+++ THE INPUT +++

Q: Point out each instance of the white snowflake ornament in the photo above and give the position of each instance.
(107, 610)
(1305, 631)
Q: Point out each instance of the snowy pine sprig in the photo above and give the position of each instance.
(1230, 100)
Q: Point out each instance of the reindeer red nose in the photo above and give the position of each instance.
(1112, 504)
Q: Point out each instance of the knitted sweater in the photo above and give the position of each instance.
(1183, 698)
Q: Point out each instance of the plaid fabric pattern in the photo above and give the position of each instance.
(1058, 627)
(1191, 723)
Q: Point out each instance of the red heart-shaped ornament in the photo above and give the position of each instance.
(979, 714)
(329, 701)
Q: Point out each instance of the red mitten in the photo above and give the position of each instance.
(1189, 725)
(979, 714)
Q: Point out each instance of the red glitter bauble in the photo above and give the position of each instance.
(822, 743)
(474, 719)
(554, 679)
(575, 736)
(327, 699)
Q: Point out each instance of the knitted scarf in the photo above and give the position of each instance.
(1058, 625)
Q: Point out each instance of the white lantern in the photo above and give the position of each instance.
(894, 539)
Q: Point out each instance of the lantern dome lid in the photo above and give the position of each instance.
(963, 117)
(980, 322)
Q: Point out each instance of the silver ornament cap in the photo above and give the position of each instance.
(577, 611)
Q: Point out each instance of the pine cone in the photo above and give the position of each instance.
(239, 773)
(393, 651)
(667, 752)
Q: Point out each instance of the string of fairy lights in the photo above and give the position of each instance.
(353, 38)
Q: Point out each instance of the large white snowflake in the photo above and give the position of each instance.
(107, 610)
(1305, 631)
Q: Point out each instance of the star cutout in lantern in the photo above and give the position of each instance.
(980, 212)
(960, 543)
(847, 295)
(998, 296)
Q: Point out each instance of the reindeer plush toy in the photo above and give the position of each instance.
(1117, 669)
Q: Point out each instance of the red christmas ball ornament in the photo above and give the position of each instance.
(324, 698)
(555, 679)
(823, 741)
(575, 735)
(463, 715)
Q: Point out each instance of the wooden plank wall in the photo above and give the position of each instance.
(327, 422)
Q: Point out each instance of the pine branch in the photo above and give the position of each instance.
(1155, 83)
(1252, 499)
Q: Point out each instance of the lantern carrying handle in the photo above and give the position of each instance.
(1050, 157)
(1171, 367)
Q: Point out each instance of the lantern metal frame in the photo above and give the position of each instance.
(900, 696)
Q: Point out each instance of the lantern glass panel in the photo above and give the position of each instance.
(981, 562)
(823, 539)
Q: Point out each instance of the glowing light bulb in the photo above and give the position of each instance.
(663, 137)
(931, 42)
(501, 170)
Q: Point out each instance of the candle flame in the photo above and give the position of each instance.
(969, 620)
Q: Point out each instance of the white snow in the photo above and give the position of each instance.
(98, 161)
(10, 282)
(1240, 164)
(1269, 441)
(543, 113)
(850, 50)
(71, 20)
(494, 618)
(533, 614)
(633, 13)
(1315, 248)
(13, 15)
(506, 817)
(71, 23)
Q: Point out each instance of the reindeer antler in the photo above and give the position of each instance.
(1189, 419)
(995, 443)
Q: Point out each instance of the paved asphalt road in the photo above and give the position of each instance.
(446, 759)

+++

[REQUIRED TASK] Turn the items into a numbered list, starting at the line with "Q: Point out each instance of the paved" and running through the final line of the items, both included. Leave out any blank lines.

[SOLUTION TO THE PROBLEM]
1. Q: Point out each instance of the paved asphalt road in the photo above and give the position of each instance.
2. (446, 759)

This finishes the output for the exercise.